▶
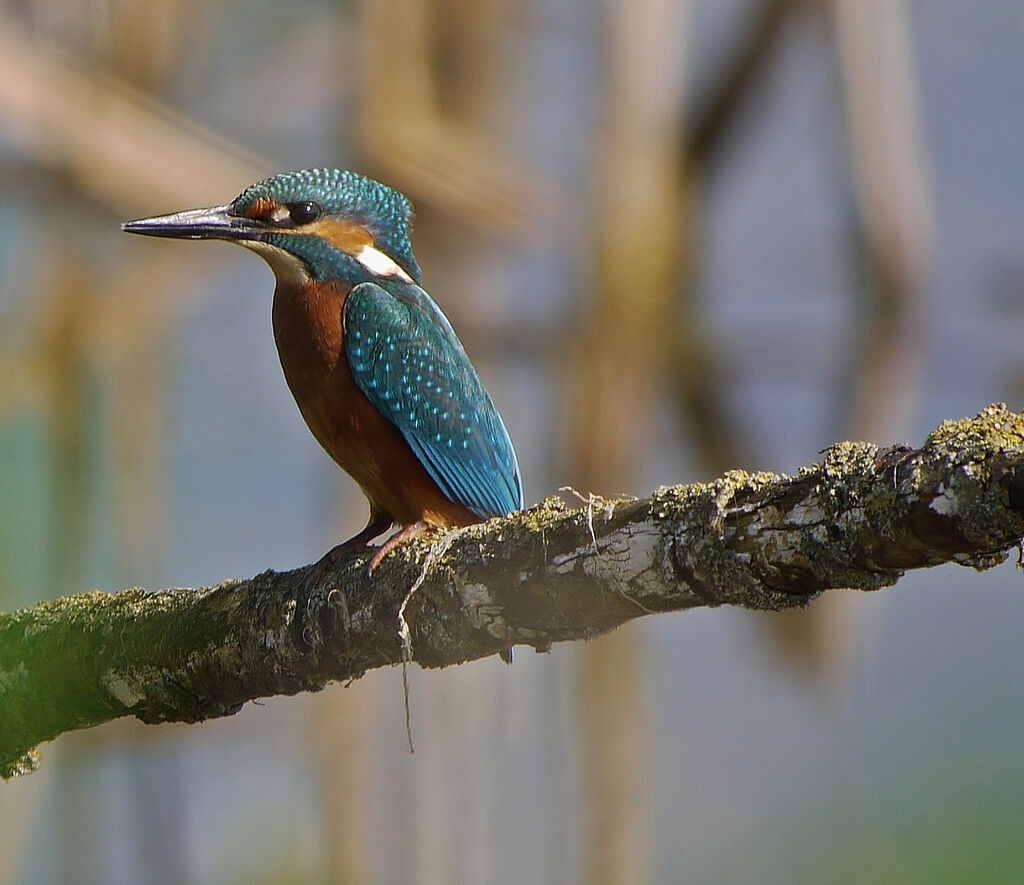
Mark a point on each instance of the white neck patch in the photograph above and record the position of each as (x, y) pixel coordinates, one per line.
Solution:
(380, 264)
(286, 266)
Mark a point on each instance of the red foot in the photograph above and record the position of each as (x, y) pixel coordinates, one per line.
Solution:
(411, 531)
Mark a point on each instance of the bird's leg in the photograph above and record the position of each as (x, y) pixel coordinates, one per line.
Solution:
(378, 524)
(411, 531)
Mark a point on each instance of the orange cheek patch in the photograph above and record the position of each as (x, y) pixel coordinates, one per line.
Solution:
◀
EXERCISE OBJECTIVE: Each line above should be returned exactly as written, apart from any pictures.

TASK RESPONSE:
Mark a point on each instance of the white neck patch in the photograph above and record the position of each as (x, y) pixel coordinates, one per line.
Solution:
(380, 264)
(286, 266)
Mark a point on each instance of the red foot in the photograph above and record the position of each as (x, y) pixel coordinates, one per line.
Solution:
(411, 531)
Mark a point on each instance of the bird's leg in the photograph above and record the position of each as (x, y) pixel coordinates, one per line.
Solution:
(378, 524)
(411, 531)
Mark a point on each instance of the orange cheek patch in the photograph above and record the position of each as (x, y) pixel coordinates, one per line.
Solution:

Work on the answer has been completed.